Segment Start: Information supplied
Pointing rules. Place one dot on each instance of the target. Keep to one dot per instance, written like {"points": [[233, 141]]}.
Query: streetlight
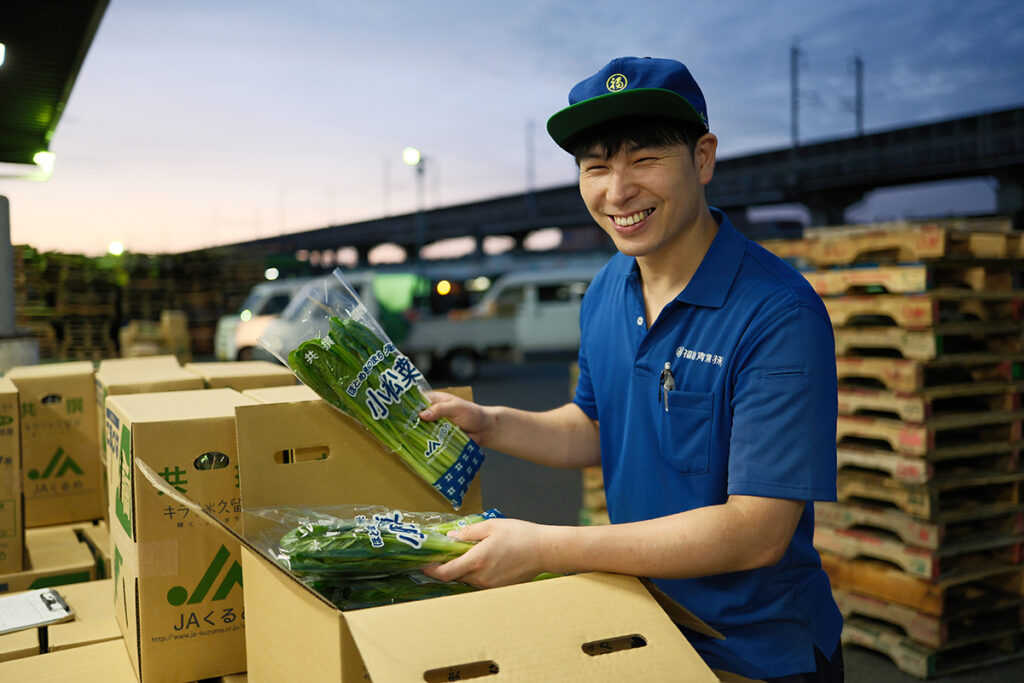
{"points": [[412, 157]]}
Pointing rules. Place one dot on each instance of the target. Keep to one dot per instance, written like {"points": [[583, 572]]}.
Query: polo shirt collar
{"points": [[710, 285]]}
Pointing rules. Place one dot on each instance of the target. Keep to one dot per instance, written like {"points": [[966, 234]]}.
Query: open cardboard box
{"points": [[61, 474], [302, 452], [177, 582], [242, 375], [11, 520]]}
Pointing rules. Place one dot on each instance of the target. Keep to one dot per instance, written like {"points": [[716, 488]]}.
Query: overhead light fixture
Segment End: Information supplied
_Your task_: Copy out every line of the entries where the string "rules" shows up.

_Output for this task_:
Pointing rules. Place one dot on each instance of the target. Keep to one dot per instance, written like {"points": [[233, 141]]}.
Pointing rules. Place one dot on each instance of the target. Keep to one dot per instance, written like {"points": [[583, 572]]}.
Pointing rules. Place one dot on each instance of the target. Keep to one dot per instance, written like {"points": [[966, 234]]}.
Pointing rules. Place one dot on each instance of the target. Keep to one dot per instance, written like {"points": [[716, 488]]}.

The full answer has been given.